WORK TO BE COMPLETED: Return every line of the records below that contains the word "statue".

SUPPLIED MATERIAL:
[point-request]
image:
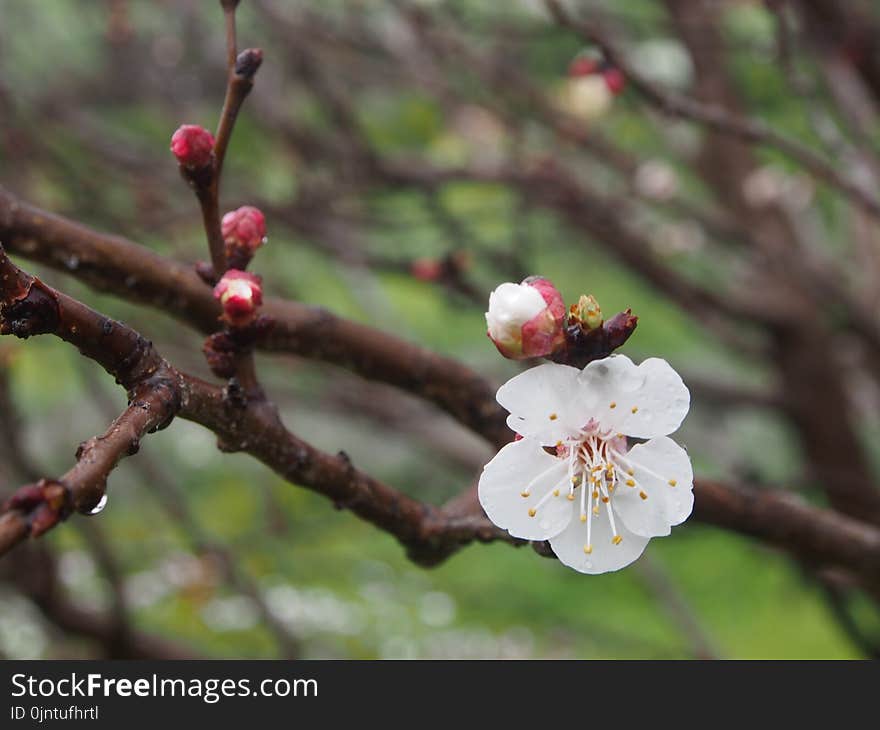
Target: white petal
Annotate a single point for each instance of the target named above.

---

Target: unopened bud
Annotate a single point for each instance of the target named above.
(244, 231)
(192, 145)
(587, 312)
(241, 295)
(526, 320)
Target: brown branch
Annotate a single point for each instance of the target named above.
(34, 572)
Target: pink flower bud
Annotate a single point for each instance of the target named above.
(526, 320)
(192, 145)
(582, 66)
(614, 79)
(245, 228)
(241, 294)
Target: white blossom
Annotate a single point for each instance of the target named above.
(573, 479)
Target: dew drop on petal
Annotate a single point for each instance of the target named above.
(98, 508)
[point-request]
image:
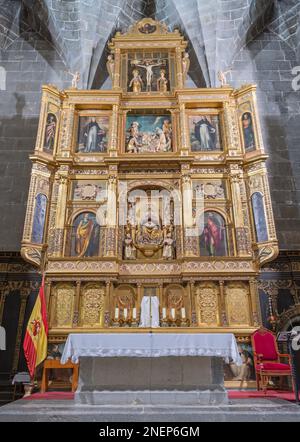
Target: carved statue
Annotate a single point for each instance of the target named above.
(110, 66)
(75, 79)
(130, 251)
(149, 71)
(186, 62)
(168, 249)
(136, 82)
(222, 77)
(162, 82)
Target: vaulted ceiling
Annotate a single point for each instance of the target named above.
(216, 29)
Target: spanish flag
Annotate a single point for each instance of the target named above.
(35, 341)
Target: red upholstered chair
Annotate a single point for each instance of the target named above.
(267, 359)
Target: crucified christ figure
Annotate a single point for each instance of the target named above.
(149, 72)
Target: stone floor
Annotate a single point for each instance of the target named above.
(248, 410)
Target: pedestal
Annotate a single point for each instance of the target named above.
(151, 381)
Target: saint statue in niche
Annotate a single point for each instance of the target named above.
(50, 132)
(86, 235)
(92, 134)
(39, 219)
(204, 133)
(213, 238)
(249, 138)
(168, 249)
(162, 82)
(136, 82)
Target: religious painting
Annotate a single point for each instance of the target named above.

RESULT OF THIS TASK:
Target: carved statue
Target: saint statue in niche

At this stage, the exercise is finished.